# GOAL OF THE EXERCISE
The data below must be copied in full and without any change.

(Point labeling dataset excerpts)
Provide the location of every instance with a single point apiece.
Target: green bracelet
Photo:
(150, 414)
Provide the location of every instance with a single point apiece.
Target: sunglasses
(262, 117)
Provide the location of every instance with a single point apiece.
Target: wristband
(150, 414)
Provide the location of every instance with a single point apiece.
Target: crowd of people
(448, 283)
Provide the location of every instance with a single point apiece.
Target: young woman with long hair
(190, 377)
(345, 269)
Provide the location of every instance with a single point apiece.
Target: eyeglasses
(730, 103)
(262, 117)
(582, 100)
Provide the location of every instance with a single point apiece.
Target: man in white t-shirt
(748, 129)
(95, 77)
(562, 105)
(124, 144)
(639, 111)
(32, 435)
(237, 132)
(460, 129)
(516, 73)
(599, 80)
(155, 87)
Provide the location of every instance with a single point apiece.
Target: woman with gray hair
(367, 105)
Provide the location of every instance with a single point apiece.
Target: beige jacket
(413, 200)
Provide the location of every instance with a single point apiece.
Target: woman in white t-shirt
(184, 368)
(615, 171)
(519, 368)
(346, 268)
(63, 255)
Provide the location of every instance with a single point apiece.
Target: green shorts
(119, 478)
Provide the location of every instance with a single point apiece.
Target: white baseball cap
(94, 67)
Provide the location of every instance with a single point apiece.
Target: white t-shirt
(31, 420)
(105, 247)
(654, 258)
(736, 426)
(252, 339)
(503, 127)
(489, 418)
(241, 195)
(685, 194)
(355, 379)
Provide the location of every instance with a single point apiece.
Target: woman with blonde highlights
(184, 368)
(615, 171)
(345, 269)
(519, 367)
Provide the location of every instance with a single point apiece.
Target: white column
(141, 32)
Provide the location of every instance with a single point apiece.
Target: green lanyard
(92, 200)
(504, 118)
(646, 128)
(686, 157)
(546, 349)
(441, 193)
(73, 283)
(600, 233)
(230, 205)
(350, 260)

# THE SOLUTION
Provide the location of every instance with a single point apiece.
Target: green bracelet
Photo:
(150, 414)
Provide the location of every instance with a single point apiece.
Target: sunglasses
(262, 117)
Provide the location of every instance with a single point apiece.
Target: wristband
(150, 414)
Provide the location of every instance with a single point apiece.
Target: crowd of people
(448, 283)
Provide the location of every instance with a single point apiece.
Target: young woman with long hair
(190, 377)
(345, 269)
Provide the location of every instance with a single point apiece.
Target: eyeglasses
(730, 103)
(262, 117)
(582, 100)
Provide the location of every instance with a single point apiece.
Target: man in white t-shirt
(748, 129)
(95, 77)
(562, 105)
(124, 144)
(639, 111)
(32, 435)
(237, 132)
(460, 129)
(516, 73)
(599, 80)
(155, 87)
Provide the location of every instance with a single point apiece.
Target: woman with gray hair
(367, 105)
Provide the location of every instance with a single point apiece.
Target: beige jacket
(413, 200)
Provide the location of every instance with a single point apiece.
Target: woman in white t-shirt
(184, 368)
(615, 171)
(519, 368)
(346, 268)
(63, 255)
Provide the location of every instance with a single point apiece.
Target: green shorts
(119, 478)
Provide the location of every instance with a single point apiece.
Target: white baseball cap
(94, 67)
Provide the location of every instance with a single point apiece.
Target: white t-shirt
(31, 420)
(105, 247)
(654, 258)
(736, 426)
(252, 339)
(503, 127)
(489, 418)
(241, 195)
(685, 194)
(355, 379)
Provide the location of every instance with a single point apiece.
Target: woman with blonde highlights
(184, 368)
(615, 171)
(345, 269)
(519, 367)
Provide the location of every instance with a single point apiece.
Target: white column
(141, 32)
Provide the location of every instance with a single point apiece.
Target: green lanyard
(92, 200)
(504, 118)
(646, 128)
(686, 157)
(546, 349)
(441, 193)
(73, 283)
(600, 233)
(230, 205)
(350, 260)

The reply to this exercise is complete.